● **GIVEN REQUEST**: Copy the data below line for line, with no changes.

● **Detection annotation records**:
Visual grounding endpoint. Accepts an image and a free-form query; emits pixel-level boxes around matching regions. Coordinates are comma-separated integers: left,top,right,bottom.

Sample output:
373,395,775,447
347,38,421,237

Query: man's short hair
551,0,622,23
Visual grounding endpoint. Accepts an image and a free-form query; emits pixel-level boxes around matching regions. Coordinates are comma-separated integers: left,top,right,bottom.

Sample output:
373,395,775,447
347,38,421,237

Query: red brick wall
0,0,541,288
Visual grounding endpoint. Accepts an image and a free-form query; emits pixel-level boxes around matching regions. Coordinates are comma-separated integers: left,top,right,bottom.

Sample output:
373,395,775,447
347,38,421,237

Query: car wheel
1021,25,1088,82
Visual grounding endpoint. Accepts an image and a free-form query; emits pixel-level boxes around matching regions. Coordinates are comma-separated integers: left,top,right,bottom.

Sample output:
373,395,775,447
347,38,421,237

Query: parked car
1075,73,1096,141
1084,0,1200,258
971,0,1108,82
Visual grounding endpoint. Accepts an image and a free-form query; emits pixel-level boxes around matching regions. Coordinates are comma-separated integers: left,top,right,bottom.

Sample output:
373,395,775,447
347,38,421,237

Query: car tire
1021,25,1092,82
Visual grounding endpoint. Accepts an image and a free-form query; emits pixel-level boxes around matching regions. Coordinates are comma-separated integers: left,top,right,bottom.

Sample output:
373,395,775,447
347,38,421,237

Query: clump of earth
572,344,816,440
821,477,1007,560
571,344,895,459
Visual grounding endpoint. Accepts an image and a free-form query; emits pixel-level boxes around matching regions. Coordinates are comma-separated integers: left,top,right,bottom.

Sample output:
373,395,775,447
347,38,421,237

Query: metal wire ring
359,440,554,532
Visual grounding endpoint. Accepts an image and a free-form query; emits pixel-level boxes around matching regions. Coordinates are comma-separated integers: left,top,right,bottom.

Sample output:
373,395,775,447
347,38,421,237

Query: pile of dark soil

● **TASK OUTPUT**:
Visual grounding endpoint. Accepts an image and a free-form query; emits pixel-level boxes around matching regions. Coordinates are comma-separated integers: left,top,right,bottom.

Sample output:
373,395,775,447
347,38,421,237

Query: man's short hair
551,0,622,23
Visual grounding endpoint. Accepts an image and a free-form query; emits pixel-level boxes around matching regions. Coordinates are comma-separated integers: left,top,right,bottom.

Sample output:
373,395,775,447
347,38,421,237

Query: red brick wall
0,0,541,288
Visual grounding endpoint. Accepts an image and a free-form query; emits pixel-level boxes around matching regions. Coordinates are comma-separated integers: left,top,right,bottom.

Sample output:
373,395,775,447
347,38,421,237

Query: car wheel
1021,25,1088,82
Visual grounding endpoint. Accepts an image and a free-form query; emits pixel-level boxes around matching regions. Coordinates are comma-separated integers: left,top,right,bottom.

Sample output:
373,395,775,447
347,38,421,237

Query: parked car
1075,73,1096,141
1084,0,1200,258
971,0,1108,82
Visual grounding endpoint. Accepts an image and a free-form query; emits pixel-level boxes around matching regions. Coordinates are comma-separated integers: left,top,right,bottom.

Sample output:
373,395,775,447
347,38,421,237

Query: car tire
1021,25,1092,82
Visual grounding endpoint. Accepts an image and a free-form query; emits pixel-level boxes around matching regions. Coordinates are comma-separated integers: left,top,right,bottom.

Sample output:
373,395,775,447
347,38,421,237

Query: clump of earth
572,344,816,440
821,477,1007,560
571,344,895,459
Visual grounding endpoint. Accepts an image and a free-form query; emits pixel-level boxes around matching regions. Coordinates are comma-separated integers: left,top,right,bottom.

Sample output:
373,395,775,447
347,38,421,237

Query: metal wire ring
359,440,554,532
Visual grounding endpoint. Accepts an image and a free-form query; emits pixel-level boxes around matching regions. Coordinates are comma-separated integers: left,top,right,bottom.

Sample output:
373,395,775,447
347,38,421,237

Query: pile of dark soil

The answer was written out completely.